> Exercise brief
The answer is to contain only the line containing "negative clicks: (243, 272) (242, 274)" and the lines after it through the last one, each reproduced exactly as it appears below.

> Records contained in a dataset
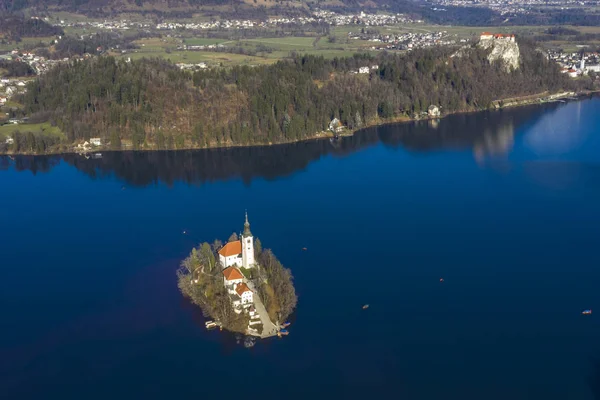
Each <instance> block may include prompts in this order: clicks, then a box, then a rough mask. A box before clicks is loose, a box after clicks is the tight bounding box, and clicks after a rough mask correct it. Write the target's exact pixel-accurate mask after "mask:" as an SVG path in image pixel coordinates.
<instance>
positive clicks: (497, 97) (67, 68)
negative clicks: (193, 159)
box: [20, 43, 573, 149]
mask: <svg viewBox="0 0 600 400" xmlns="http://www.w3.org/2000/svg"><path fill="white" fill-rule="evenodd" d="M454 54H455V49H451V48H432V49H426V50H416V51H413V52H411V53H409V54H407V55H392V54H381V55H379V56H378V57H375V58H374V57H371V56H368V55H355V56H354V57H350V58H343V59H337V58H336V59H333V60H325V59H323V58H321V57H314V56H297V57H294V58H293V59H292V60H291V61H289V60H288V61H280V62H278V63H276V64H274V65H270V66H260V67H234V68H230V69H225V68H220V69H212V70H203V71H197V72H194V73H190V72H185V71H180V70H179V69H178V68H177V67H176V66H174V65H172V64H170V63H169V62H166V61H163V60H157V59H155V60H139V61H133V62H130V63H127V62H125V61H121V60H115V59H114V58H112V57H98V58H94V59H91V60H86V61H81V62H75V63H72V64H70V65H64V66H60V67H57V68H55V69H53V70H52V71H50V72H49V73H47V74H46V75H43V76H41V77H39V78H38V79H37V80H36V81H34V82H33V83H31V84H30V86H29V90H28V92H27V94H26V95H25V96H23V98H22V99H20V100H21V101H22V103H23V104H24V106H25V110H26V111H27V113H28V114H29V115H30V116H32V119H35V120H38V121H39V120H48V121H49V122H51V123H52V124H55V125H58V127H60V128H61V129H62V131H63V132H64V133H65V134H66V136H67V142H68V143H72V142H76V141H78V140H82V139H88V138H90V137H102V138H104V139H105V140H106V141H109V142H110V143H111V146H113V147H114V148H121V146H122V145H124V144H128V143H130V144H131V146H133V148H136V149H138V148H139V149H141V148H148V149H167V148H168V149H177V148H196V147H214V146H227V145H232V144H235V145H244V144H258V143H279V142H290V141H297V140H301V139H305V138H308V137H314V135H315V133H317V132H320V131H325V130H327V128H328V125H329V123H330V121H331V120H332V119H333V118H338V119H339V120H340V121H341V122H342V124H344V125H345V126H347V127H348V128H350V129H356V128H360V127H362V126H365V125H366V124H371V123H378V122H383V121H386V120H392V119H393V118H398V117H412V116H414V115H415V114H419V113H422V112H424V111H426V110H427V108H428V107H429V106H430V105H437V106H440V107H441V110H442V111H443V112H444V113H451V112H457V111H468V110H477V109H485V108H488V107H489V106H490V104H491V102H492V101H494V100H498V99H502V98H508V97H514V96H521V95H529V94H535V93H540V92H544V91H551V92H553V91H559V90H563V89H571V88H572V85H573V83H572V82H571V81H570V80H569V79H568V78H566V77H565V76H564V75H562V74H560V72H559V70H558V67H557V66H556V65H555V64H554V63H552V62H550V61H547V60H546V59H545V57H544V56H543V55H542V54H541V53H539V52H537V51H536V50H535V48H534V47H533V45H531V44H528V43H521V55H522V57H521V66H520V68H519V69H518V70H516V71H512V72H506V71H505V70H504V68H503V66H502V65H500V64H498V63H494V64H490V63H489V62H488V61H487V59H486V56H487V53H486V52H485V51H484V50H481V49H478V48H472V49H470V50H469V51H466V52H463V55H462V56H461V57H455V56H454ZM361 66H369V68H370V73H369V74H355V73H353V72H354V71H356V70H357V69H358V68H359V67H361ZM375 66H376V67H375Z"/></svg>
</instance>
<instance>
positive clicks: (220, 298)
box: [177, 233, 297, 333]
mask: <svg viewBox="0 0 600 400" xmlns="http://www.w3.org/2000/svg"><path fill="white" fill-rule="evenodd" d="M234 236H235V239H237V235H236V234H235V233H234V234H233V235H231V237H230V241H231V240H232V239H233V238H234ZM221 247H222V242H221V241H219V240H215V241H214V242H213V244H212V245H210V244H208V243H201V244H200V245H199V246H198V247H197V248H193V249H192V251H191V252H190V255H189V256H188V257H187V258H186V259H184V260H183V261H182V262H181V267H180V268H179V270H178V271H177V277H178V287H179V289H180V291H181V292H182V293H183V295H184V296H186V297H188V298H189V299H190V300H191V301H192V302H193V303H194V304H196V305H198V306H199V307H200V308H202V310H203V311H204V313H205V314H208V315H210V316H211V318H213V319H215V320H217V321H219V322H221V324H222V326H223V328H225V329H227V330H230V331H233V332H240V333H246V331H247V329H248V323H249V316H248V314H246V313H243V312H242V313H240V314H237V313H236V311H235V310H234V307H233V304H232V301H231V298H230V294H229V293H228V292H227V289H226V288H225V285H224V281H223V272H222V265H221V263H220V262H219V257H218V254H217V251H218V250H219V249H220V248H221ZM254 248H255V253H256V260H257V262H258V265H256V267H255V268H252V269H243V268H240V270H242V272H243V273H244V275H245V276H246V278H247V279H249V280H251V281H253V282H254V284H255V286H256V291H257V293H256V294H257V295H258V296H259V297H260V299H261V300H262V302H263V303H264V305H265V308H266V309H267V311H268V313H269V318H270V319H271V321H272V322H274V323H277V322H280V323H281V322H283V321H285V319H287V318H288V317H289V315H290V314H291V313H292V311H293V310H294V308H295V307H296V303H297V297H296V292H295V289H294V286H293V284H292V281H293V276H292V273H291V271H290V270H289V269H287V268H284V267H283V265H282V264H281V262H279V260H278V259H277V257H275V255H274V254H273V252H272V251H271V250H269V249H266V250H263V249H262V244H261V242H260V240H258V239H256V240H255V247H254Z"/></svg>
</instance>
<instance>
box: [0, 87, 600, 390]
mask: <svg viewBox="0 0 600 400" xmlns="http://www.w3.org/2000/svg"><path fill="white" fill-rule="evenodd" d="M599 125H600V98H592V99H586V100H582V101H573V102H568V103H565V104H563V103H555V104H546V105H540V106H532V107H526V108H519V109H512V110H504V111H495V112H482V113H476V114H465V115H454V116H450V117H448V118H445V119H442V120H440V121H421V122H414V123H406V124H398V125H389V126H382V127H377V128H369V129H366V130H364V131H362V132H359V133H357V134H356V135H355V136H353V137H347V138H342V139H340V140H338V141H333V142H332V141H329V140H321V141H309V142H304V143H297V144H291V145H281V146H271V147H254V148H237V149H226V150H225V149H223V150H205V151H181V152H148V153H135V152H124V153H110V152H107V153H103V154H102V158H97V159H96V158H93V157H91V158H89V159H86V158H85V157H83V156H80V155H64V156H47V157H46V156H44V157H42V156H40V157H27V156H21V157H15V158H14V159H11V158H9V157H0V185H1V187H2V195H1V196H0V216H1V221H2V230H1V232H2V233H1V234H0V238H1V240H0V250H1V257H2V258H1V259H0V260H1V261H0V304H1V305H2V308H1V309H2V318H1V319H0V321H1V322H0V324H1V329H0V393H2V398H6V399H106V398H115V399H116V398H131V399H135V398H147V399H151V398H152V399H154V398H159V399H166V398H174V399H187V398H196V399H200V398H202V399H203V398H210V397H212V396H218V398H225V399H229V398H231V399H237V398H239V397H242V396H243V397H244V398H248V399H252V398H258V399H281V398H285V399H306V398H311V397H312V398H325V397H330V398H342V397H346V398H379V397H383V396H389V397H390V398H402V399H416V400H419V399H423V400H430V399H431V400H433V399H446V400H448V399H457V400H459V399H460V400H465V399H474V400H475V399H476V400H481V399H489V400H492V399H498V400H500V399H502V400H506V399H512V400H517V399H544V400H554V399H557V400H558V399H583V400H593V399H600V340H598V338H599V337H600V296H599V293H600V290H599V288H600V251H599V249H600V243H599V239H600V132H599V131H598V126H599ZM245 210H248V214H249V219H250V223H251V225H252V232H253V234H254V235H255V236H256V237H258V238H260V240H261V241H262V243H263V246H264V247H268V248H271V249H273V251H274V253H275V254H276V255H277V256H278V258H279V259H280V260H281V261H282V262H283V264H284V265H285V266H286V267H288V268H290V269H291V270H292V272H293V274H294V277H295V286H296V291H297V294H298V297H299V301H298V308H297V311H296V312H295V314H294V315H293V316H292V318H291V321H292V325H291V326H290V335H289V336H288V337H286V338H283V339H277V338H273V339H269V340H265V341H261V342H258V343H257V344H256V345H255V346H254V347H252V348H245V347H244V346H243V345H241V344H240V343H238V341H239V340H238V339H237V338H236V337H235V336H234V335H231V334H227V333H223V332H218V331H206V329H205V328H204V319H203V317H202V314H201V312H200V310H199V309H197V308H196V307H194V306H192V305H190V304H189V302H188V301H187V300H186V299H184V298H183V297H182V296H181V295H180V293H179V292H178V289H177V286H176V275H175V272H176V270H177V268H178V266H179V263H180V261H181V259H183V258H184V257H185V256H186V255H187V254H188V252H189V251H190V249H191V247H192V246H194V245H197V244H198V243H199V242H201V241H212V240H213V239H215V238H220V239H222V240H226V239H227V238H228V237H229V235H230V234H231V233H232V232H234V231H237V232H239V231H241V230H242V228H243V222H244V212H245ZM184 231H185V232H186V233H185V234H184V233H183V232H184ZM303 247H306V248H307V251H302V248H303ZM441 279H443V282H441V281H440V280H441ZM365 303H368V304H370V307H369V309H368V310H363V309H362V305H363V304H365ZM589 308H591V309H593V310H596V309H597V310H598V312H597V314H598V315H596V313H594V314H592V315H588V316H584V315H581V312H582V310H584V309H589ZM367 396H368V397H367Z"/></svg>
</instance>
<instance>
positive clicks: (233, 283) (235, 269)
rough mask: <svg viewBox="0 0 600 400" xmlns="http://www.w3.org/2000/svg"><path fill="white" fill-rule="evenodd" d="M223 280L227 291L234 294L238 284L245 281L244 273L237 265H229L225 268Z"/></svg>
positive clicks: (223, 271)
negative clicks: (243, 272) (242, 274)
mask: <svg viewBox="0 0 600 400" xmlns="http://www.w3.org/2000/svg"><path fill="white" fill-rule="evenodd" d="M223 280H224V281H225V287H226V288H227V291H228V292H229V293H230V294H234V293H235V288H236V287H237V285H239V284H241V283H242V282H244V275H242V273H241V272H240V270H239V269H237V268H236V267H228V268H225V269H224V270H223Z"/></svg>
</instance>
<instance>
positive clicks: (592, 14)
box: [0, 0, 600, 26]
mask: <svg viewBox="0 0 600 400" xmlns="http://www.w3.org/2000/svg"><path fill="white" fill-rule="evenodd" d="M316 8H321V9H329V10H333V11H337V12H340V13H348V12H359V11H383V12H391V13H403V14H408V15H410V16H413V17H417V18H418V19H424V20H426V21H428V22H430V23H435V24H443V25H466V26H498V25H555V24H561V25H563V24H571V25H585V26H598V25H599V24H600V12H599V11H598V10H597V9H596V8H594V7H587V6H586V7H573V8H561V7H555V8H551V7H550V8H549V7H544V6H542V5H540V6H535V5H534V6H533V7H532V8H531V9H529V10H528V12H527V13H511V14H503V13H501V12H500V11H499V10H493V9H491V8H487V7H486V6H454V5H449V4H444V6H443V11H440V10H439V7H435V4H434V3H433V2H431V1H426V0H0V13H1V12H2V11H9V12H15V11H21V10H25V9H31V10H32V11H33V13H34V14H43V13H47V12H55V11H66V12H75V13H80V14H85V15H87V16H93V17H111V18H116V17H119V15H121V14H141V15H144V16H149V15H153V16H156V17H158V18H190V17H191V16H193V15H194V14H202V15H204V16H210V17H215V16H222V17H223V16H226V17H229V18H257V17H264V16H265V14H268V15H277V16H282V15H287V16H291V15H306V14H308V13H309V12H310V10H314V9H316Z"/></svg>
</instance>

> Worked solution
negative clicks: (243, 272) (242, 274)
mask: <svg viewBox="0 0 600 400" xmlns="http://www.w3.org/2000/svg"><path fill="white" fill-rule="evenodd" d="M223 280H224V281H225V287H226V288H227V291H228V292H229V293H230V294H234V293H235V288H236V287H237V285H239V284H241V283H242V282H244V275H242V273H241V272H240V270H239V269H237V268H236V267H228V268H225V269H224V270H223Z"/></svg>
</instance>
<instance>
positive clicks: (592, 14)
box: [0, 0, 600, 26]
mask: <svg viewBox="0 0 600 400" xmlns="http://www.w3.org/2000/svg"><path fill="white" fill-rule="evenodd" d="M316 8H321V9H329V10H333V11H337V12H340V13H348V12H359V11H383V12H391V13H403V14H408V15H410V16H413V17H417V18H418V19H424V20H426V21H428V22H430V23H435V24H443V25H466V26H498V25H555V24H561V25H563V24H571V25H585V26H598V25H599V24H600V12H599V11H598V10H597V9H596V8H594V7H587V6H586V7H573V8H561V7H555V8H551V7H550V8H549V7H544V6H542V5H540V6H535V5H534V6H533V7H532V8H531V9H529V10H528V12H527V13H511V14H503V13H501V12H500V11H499V10H493V9H491V8H487V7H486V6H454V5H449V4H444V6H443V11H440V10H439V7H435V4H434V3H433V2H431V1H426V0H0V13H1V12H2V11H9V12H15V11H21V10H25V9H31V10H32V11H33V13H34V14H43V13H47V12H55V11H66V12H75V13H80V14H85V15H87V16H93V17H111V18H116V17H119V15H121V14H141V15H144V16H149V15H153V16H156V17H158V18H190V17H191V16H193V15H194V14H202V15H204V16H210V17H215V16H222V17H223V16H226V17H229V18H257V17H264V16H265V14H268V15H277V16H282V15H287V16H291V15H306V14H308V13H309V12H310V10H314V9H316Z"/></svg>
</instance>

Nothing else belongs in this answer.